---------- SUPPLIED RECORDS

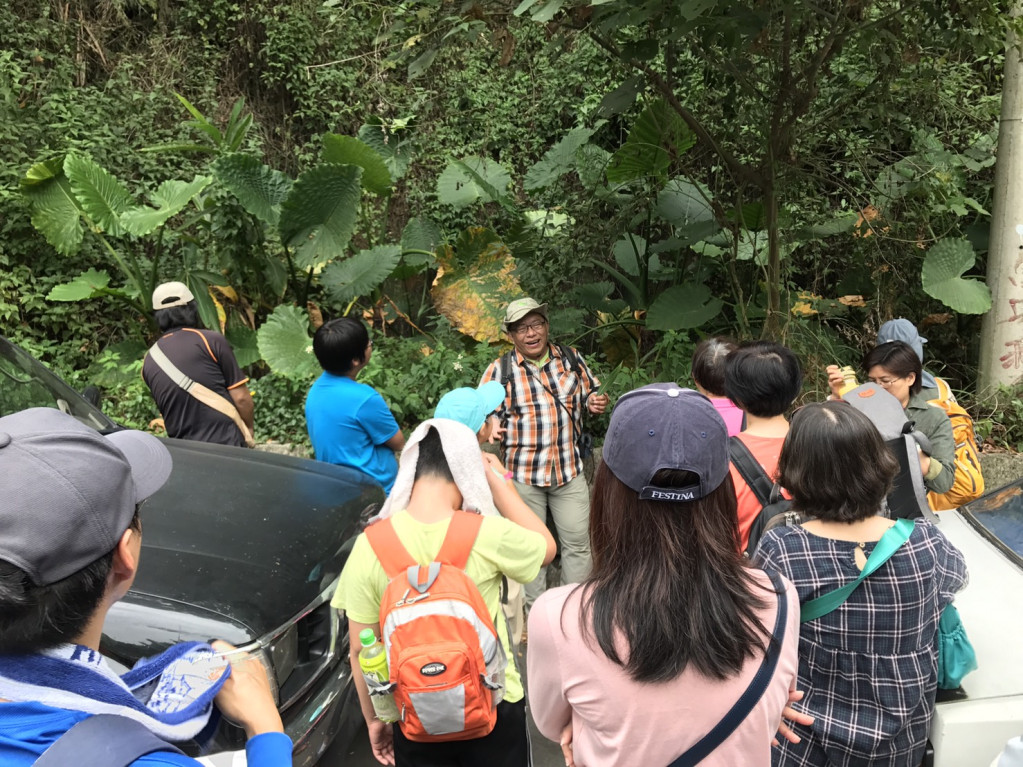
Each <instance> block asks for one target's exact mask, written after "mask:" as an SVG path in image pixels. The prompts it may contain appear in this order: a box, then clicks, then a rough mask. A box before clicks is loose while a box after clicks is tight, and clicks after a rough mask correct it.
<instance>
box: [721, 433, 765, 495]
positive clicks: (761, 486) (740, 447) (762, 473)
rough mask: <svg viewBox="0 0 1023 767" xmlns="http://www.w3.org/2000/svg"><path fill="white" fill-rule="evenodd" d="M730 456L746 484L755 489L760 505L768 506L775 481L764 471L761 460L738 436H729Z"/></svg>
mask: <svg viewBox="0 0 1023 767" xmlns="http://www.w3.org/2000/svg"><path fill="white" fill-rule="evenodd" d="M728 457H729V458H730V459H731V462H732V464H735V466H736V470H738V471H739V473H740V476H741V477H742V478H743V480H744V481H745V482H746V484H747V485H749V486H750V490H752V491H753V494H754V495H755V496H756V497H757V500H758V501H760V505H761V506H766V505H767V504H768V503H770V497H771V490H772V489H773V487H774V483H773V482H771V480H770V478H769V477H767V472H766V471H764V468H763V466H761V465H760V462H759V461H758V460H757V459H756V458H754V457H753V453H751V452H750V449H749V448H748V447H746V443H744V442H743V441H742V440H741V439H739V438H738V437H729V438H728Z"/></svg>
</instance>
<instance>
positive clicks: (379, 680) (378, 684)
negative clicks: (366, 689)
mask: <svg viewBox="0 0 1023 767" xmlns="http://www.w3.org/2000/svg"><path fill="white" fill-rule="evenodd" d="M359 641H360V642H361V643H362V649H360V650H359V668H361V669H362V676H364V677H365V679H366V686H368V687H369V701H370V702H371V703H372V705H373V712H375V714H376V718H377V719H380V720H381V721H382V722H397V721H398V720H399V719H401V714H400V713H399V712H398V706H397V704H395V702H394V695H392V694H391V693H390V692H385V693H374V692H373V687H381V686H384V685H387V684H390V682H391V677H390V674H389V673H388V668H387V651H386V650H385V648H384V645H383V644H381V642H380V640H379V639H377V638H376V635H375V634H373V630H372V629H362V631H360V632H359Z"/></svg>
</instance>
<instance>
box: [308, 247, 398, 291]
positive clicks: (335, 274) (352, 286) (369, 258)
mask: <svg viewBox="0 0 1023 767" xmlns="http://www.w3.org/2000/svg"><path fill="white" fill-rule="evenodd" d="M399 263H401V247H400V246H399V245H393V244H389V245H377V246H376V247H370V249H369V250H368V251H359V253H357V254H355V255H354V256H352V257H351V258H348V259H345V260H344V261H336V262H333V263H332V264H329V265H327V267H326V269H324V270H323V274H322V276H321V277H320V282H321V283H322V284H323V286H324V287H325V288H326V289H327V291H328V292H329V295H330V298H331V299H333V300H335V301H338V302H340V303H347V302H349V301H352V300H353V299H357V298H359V297H360V296H368V295H369V294H370V292H372V291H373V290H374V289H375V288H377V287H380V286H381V285H382V284H383V283H384V280H386V279H387V278H388V277H390V276H391V273H392V272H393V271H394V270H395V268H396V267H397V266H398V264H399Z"/></svg>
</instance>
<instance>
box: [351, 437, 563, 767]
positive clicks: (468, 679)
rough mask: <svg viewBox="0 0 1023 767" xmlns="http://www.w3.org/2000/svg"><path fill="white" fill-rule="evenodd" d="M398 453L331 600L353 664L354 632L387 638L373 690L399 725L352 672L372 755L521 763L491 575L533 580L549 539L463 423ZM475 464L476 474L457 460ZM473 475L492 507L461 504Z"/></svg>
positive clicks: (549, 545)
mask: <svg viewBox="0 0 1023 767" xmlns="http://www.w3.org/2000/svg"><path fill="white" fill-rule="evenodd" d="M434 424H436V425H434ZM442 432H443V438H442V434H441V433H442ZM402 461H403V468H404V465H405V462H406V461H412V462H414V481H413V482H412V485H411V491H410V494H409V495H408V500H407V503H405V504H404V508H399V510H397V511H395V512H394V513H393V515H391V516H388V517H386V518H383V520H380V521H379V522H375V523H373V524H371V525H370V526H369V527H368V528H367V529H366V531H365V532H364V533H363V534H362V535H360V536H359V537H358V538H357V539H356V541H355V544H354V546H353V548H352V553H351V554H350V556H349V558H348V561H347V562H346V565H345V570H344V572H343V573H342V576H341V580H340V582H339V584H338V591H337V593H336V594H335V597H333V599H332V601H331V604H332V605H333V606H335V607H338V608H341V610H345V611H346V613H347V614H348V620H349V632H350V636H351V646H352V667H353V668H355V669H357V668H358V649H359V645H360V642H359V633H360V632H361V631H362V630H363V629H366V628H369V629H372V631H373V633H374V634H375V635H376V636H379V637H381V639H382V640H383V642H384V644H385V646H386V648H387V655H388V664H389V669H390V682H391V683H390V685H389V686H388V687H386V688H383V689H379V690H375V692H376V693H383V694H387V693H391V694H393V695H394V697H395V703H396V704H397V708H398V711H399V712H400V714H401V719H400V721H398V722H396V723H394V724H393V725H392V724H387V723H385V722H382V721H380V720H377V719H376V718H375V716H374V713H373V708H372V704H371V701H370V697H369V690H368V688H367V686H366V682H365V680H364V679H363V678H362V677H361V675H359V674H356V680H355V681H356V688H357V690H358V693H359V702H360V704H361V708H362V713H363V716H364V718H365V720H366V726H367V729H368V731H369V739H370V743H371V746H372V751H373V756H374V757H375V758H376V759H377V761H380V762H381V763H383V764H389V765H398V767H401V766H402V765H416V764H441V763H444V764H447V763H451V764H458V763H460V764H487V765H488V767H489V766H493V767H503V766H505V765H506V766H507V767H526V765H528V764H530V754H529V737H528V734H527V729H526V707H525V702H524V700H523V697H524V695H523V687H522V680H521V678H520V676H519V673H518V670H517V669H516V666H515V661H514V658H513V657H511V655H510V649H509V643H508V639H507V630H506V624H505V621H504V619H503V616H502V614H501V604H500V584H501V578H502V576H506V577H508V578H510V579H513V580H515V581H517V582H519V583H528V582H530V581H531V580H532V579H533V578H535V577H536V575H537V573H539V570H540V567H541V566H542V565H546V563H548V562H549V561H550V560H551V559H552V558H553V556H554V553H555V545H554V540H553V538H552V537H551V535H550V533H549V531H548V530H547V529H546V526H545V525H544V524H543V523H542V522H541V521H540V518H539V517H538V516H537V515H536V514H534V513H533V512H532V511H531V510H530V509H529V507H528V506H527V505H526V504H525V503H524V502H523V501H522V499H521V498H520V497H519V495H518V493H516V492H515V489H514V486H513V485H511V482H510V480H509V479H507V477H506V471H505V470H504V467H503V466H502V465H501V464H500V462H499V461H498V460H497V458H496V457H494V456H491V455H486V454H485V455H482V456H481V453H480V449H479V446H478V443H477V441H476V435H474V434H473V432H472V431H471V430H470V428H469V427H468V426H464V425H462V424H460V423H455V422H453V421H444V420H433V421H427V422H426V423H424V424H421V425H420V426H419V428H417V430H416V433H415V434H413V436H412V438H411V439H410V441H409V445H408V447H406V451H405V453H404V454H403V456H402ZM471 461H480V462H482V464H483V465H482V468H483V470H482V472H480V471H479V470H478V469H479V468H480V467H478V466H476V465H472V466H469V465H457V464H458V463H459V462H461V463H463V464H468V463H469V462H471ZM401 473H402V472H399V480H398V483H399V484H400V483H401V482H402V477H401ZM481 473H482V475H485V476H486V480H485V482H486V483H487V485H488V486H489V491H490V493H491V494H492V496H493V505H494V506H496V508H497V510H498V511H499V514H500V515H486V516H485V515H481V514H478V513H471V512H469V511H464V510H462V508H463V506H464V505H465V497H464V495H463V491H464V494H469V493H472V492H475V491H474V489H473V487H472V486H473V485H474V484H475V483H474V480H475V479H479V481H480V482H484V480H482V477H480V475H481ZM474 475H475V478H474ZM456 477H457V478H458V479H457V480H456V479H455V478H456ZM396 492H397V487H396Z"/></svg>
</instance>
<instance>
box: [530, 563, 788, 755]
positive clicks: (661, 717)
mask: <svg viewBox="0 0 1023 767" xmlns="http://www.w3.org/2000/svg"><path fill="white" fill-rule="evenodd" d="M753 572H754V574H755V575H756V576H757V577H758V579H759V580H760V581H761V582H763V583H764V585H765V586H766V587H767V588H770V581H769V579H768V578H767V576H766V575H764V574H763V573H762V572H761V571H753ZM786 584H787V586H788V590H787V597H788V600H789V616H788V625H787V626H786V632H785V639H784V641H783V644H782V655H781V658H780V659H779V664H777V668H776V670H775V672H774V676H773V678H772V679H771V681H770V683H769V685H768V687H767V689H766V691H765V692H764V694H763V696H762V697H761V698H760V702H759V703H758V704H757V706H756V708H754V710H753V711H752V713H751V714H750V715H749V716H748V717H747V718H746V719H745V721H744V722H743V723H742V724H741V725H740V726H739V728H738V729H736V731H735V732H732V733H731V735H729V736H728V738H727V739H726V740H725V741H724V742H723V743H722V745H721V746H720V747H718V749H717V750H716V751H714V753H713V754H711V755H710V756H709V757H707V759H706V760H704V761H703V762H701V763H700V767H736V766H737V765H743V767H769V765H770V751H771V746H770V741H771V738H773V737H774V735H775V733H776V732H777V727H779V723H780V722H781V721H782V709H783V708H784V707H785V705H786V703H787V701H788V696H789V690H790V689H791V688H793V687H794V685H795V681H796V669H797V663H798V661H797V650H798V644H799V600H798V596H797V595H796V590H795V589H794V588H793V587H792V585H791V584H789V583H788V581H786ZM574 588H575V586H563V587H562V588H557V589H551V590H549V591H547V592H546V593H545V594H543V595H542V596H541V597H539V598H538V599H537V600H536V603H535V604H534V605H533V608H532V610H531V611H530V614H529V645H528V647H529V650H528V657H527V663H528V675H527V676H528V679H529V685H528V686H529V705H530V709H531V711H532V714H533V719H534V720H535V721H536V726H537V727H538V728H539V730H540V732H542V733H543V734H544V735H545V736H546V737H548V738H550V739H551V740H554V741H555V742H558V740H559V738H560V735H561V732H562V729H563V728H564V727H565V725H566V724H568V723H569V722H570V721H571V722H572V726H573V755H574V758H575V763H576V765H577V767H602V766H609V767H610V766H611V765H650V766H651V767H660V766H661V765H668V764H670V763H671V762H672V761H673V760H674V759H675V758H676V757H678V756H679V755H680V754H682V752H684V751H685V750H686V749H688V748H690V747H691V746H693V745H695V743H696V742H697V741H698V740H699V739H700V738H701V737H703V736H704V735H705V734H707V732H709V731H710V730H711V729H712V728H713V727H714V725H716V724H717V723H718V722H719V721H720V720H721V719H722V718H723V717H724V715H725V714H726V713H727V711H728V710H729V709H730V708H731V706H732V705H733V704H735V703H736V701H737V700H738V698H739V696H740V695H741V694H742V693H743V692H744V691H745V690H746V688H747V686H748V685H749V683H750V681H751V680H752V679H753V676H754V674H756V672H757V669H758V668H759V667H760V662H761V660H762V658H761V657H760V656H758V657H756V658H754V659H751V660H749V661H747V663H746V665H745V666H744V667H743V670H742V672H741V673H740V674H739V675H738V676H737V677H733V678H732V679H729V680H727V681H724V682H722V681H719V680H716V679H710V678H707V677H705V676H703V675H701V674H699V673H698V672H696V671H693V670H688V669H687V670H686V671H685V672H683V673H682V675H681V676H679V677H678V678H677V679H674V680H673V681H670V682H664V683H658V684H652V683H640V682H635V681H633V680H632V679H630V678H629V677H628V675H627V674H626V673H625V672H624V671H623V670H622V669H621V667H619V666H617V665H616V664H615V663H613V662H612V661H611V660H609V659H608V658H607V656H605V655H604V652H602V651H601V648H599V645H598V644H597V643H596V640H595V639H593V638H592V637H590V639H589V641H587V640H586V639H585V638H584V637H583V636H582V635H581V633H580V629H579V611H580V592H579V591H578V590H576V591H574V592H573V589H574ZM765 596H766V597H767V601H768V606H767V607H766V608H765V610H764V611H762V613H761V621H762V623H763V625H764V626H765V627H766V629H767V630H768V631H770V630H771V629H773V627H774V620H775V617H776V613H777V600H776V599H775V598H774V596H773V595H772V594H771V593H770V592H767V593H766V594H765ZM563 607H564V614H563ZM563 615H564V617H563Z"/></svg>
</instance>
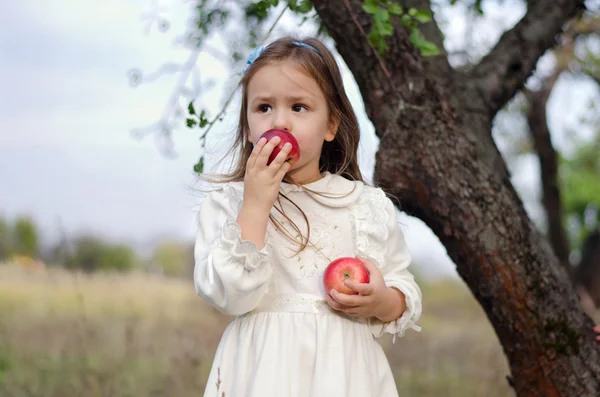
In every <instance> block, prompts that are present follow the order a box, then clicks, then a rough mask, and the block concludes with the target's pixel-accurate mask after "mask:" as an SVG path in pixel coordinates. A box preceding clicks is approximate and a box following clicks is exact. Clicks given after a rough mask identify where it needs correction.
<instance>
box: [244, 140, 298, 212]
mask: <svg viewBox="0 0 600 397" xmlns="http://www.w3.org/2000/svg"><path fill="white" fill-rule="evenodd" d="M280 142H281V138H279V137H274V138H272V139H271V140H270V141H269V142H267V140H266V138H261V139H259V141H258V142H257V143H256V145H255V146H254V149H253V150H252V153H251V154H250V157H249V158H248V161H247V162H246V175H245V176H244V201H243V205H245V206H246V205H247V206H248V207H249V208H252V209H255V210H258V211H265V212H266V213H269V212H270V211H271V208H272V207H273V204H275V200H277V195H278V193H279V188H280V186H281V181H282V180H283V177H284V176H285V174H286V173H287V172H288V170H289V169H290V167H291V166H290V163H288V162H287V161H285V160H286V159H287V156H288V154H289V153H290V151H291V149H292V146H291V145H290V144H289V143H286V144H285V145H284V147H283V149H282V150H281V152H279V154H277V157H275V159H273V161H272V162H271V164H269V165H267V161H268V159H269V156H270V155H271V153H272V152H273V149H275V147H276V146H277V145H279V143H280Z"/></svg>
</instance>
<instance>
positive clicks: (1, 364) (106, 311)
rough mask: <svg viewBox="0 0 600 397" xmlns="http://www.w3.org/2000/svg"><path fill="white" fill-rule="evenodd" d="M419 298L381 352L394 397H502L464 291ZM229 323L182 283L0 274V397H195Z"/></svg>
mask: <svg viewBox="0 0 600 397" xmlns="http://www.w3.org/2000/svg"><path fill="white" fill-rule="evenodd" d="M422 289H423V293H424V313H423V317H422V319H421V321H420V323H419V325H421V326H422V328H423V331H422V332H421V333H416V332H412V331H409V332H408V333H407V335H406V336H405V337H404V338H398V339H396V344H394V345H392V343H391V337H390V338H384V339H383V341H382V343H383V344H384V346H385V349H386V354H387V355H388V358H389V360H390V363H391V365H392V368H393V371H394V374H395V376H396V380H397V384H398V388H399V391H400V395H401V396H403V397H408V396H410V397H412V396H418V397H425V396H445V397H446V396H457V397H463V396H464V397H467V396H485V397H499V396H512V395H514V394H513V393H512V391H511V390H510V388H509V387H508V385H507V382H506V380H505V377H506V375H507V374H508V369H507V364H506V360H505V358H504V355H503V353H502V350H501V348H500V345H499V344H498V341H497V338H496V336H495V334H494V333H493V330H492V328H491V326H490V325H489V323H488V321H487V319H486V318H485V316H484V314H483V311H482V310H481V309H480V308H479V306H478V305H477V304H476V302H475V300H474V299H473V298H472V296H471V295H470V292H469V291H468V290H467V288H466V287H465V286H464V285H462V284H460V283H457V282H452V281H444V282H437V283H432V284H422ZM230 321H231V318H229V317H226V316H223V315H221V314H220V313H218V312H217V311H215V310H214V309H212V308H211V307H209V306H207V305H206V304H205V303H204V302H203V301H202V300H201V299H200V298H198V297H197V296H196V295H195V293H194V290H193V286H192V284H191V282H190V281H186V280H179V279H168V278H162V277H159V276H152V275H145V274H128V275H108V274H95V275H82V274H74V273H69V272H66V271H63V270H59V269H50V270H48V271H46V272H43V271H41V272H40V271H38V272H36V271H25V270H22V269H20V268H17V267H12V266H8V265H0V396H2V397H21V396H28V397H32V396H35V397H38V396H39V397H71V396H74V397H75V396H76V397H80V396H86V397H88V396H89V397H95V396H98V397H99V396H103V397H104V396H106V397H109V396H110V397H125V396H135V397H138V396H141V397H145V396H165V397H166V396H169V397H179V396H181V397H187V396H190V397H191V396H195V397H197V396H201V395H202V392H203V391H204V386H205V383H206V378H207V376H208V372H209V370H210V366H211V360H212V356H213V354H214V352H215V350H216V347H217V344H218V342H219V339H220V336H221V333H222V331H223V330H224V329H225V327H226V326H227V324H228V323H229V322H230ZM282 397H284V396H282Z"/></svg>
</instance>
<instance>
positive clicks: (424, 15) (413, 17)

--------------------

Scanning the data above, copy out every line where "after" is found.

> [THE ANSWER]:
Each <instance> block asks for one target's exact mask, written after "mask:" as an SVG path in image pixels. The prompts it may contain appear in this order: a box, then clicks, then a rough mask. A box before clicks is loose while a box after clicks is tight, and clicks after a rough mask correct it.
In every <instance> block, prompts that are present follow the order a box, then clicks, then a rough mask, and the block concludes with the target's pixel-accurate mask after "mask:" as an SVG path in pixel coordinates. A box preceding clicks is approximate and a box following clicks is exact. Clicks given after a rough mask identify where it needs correction.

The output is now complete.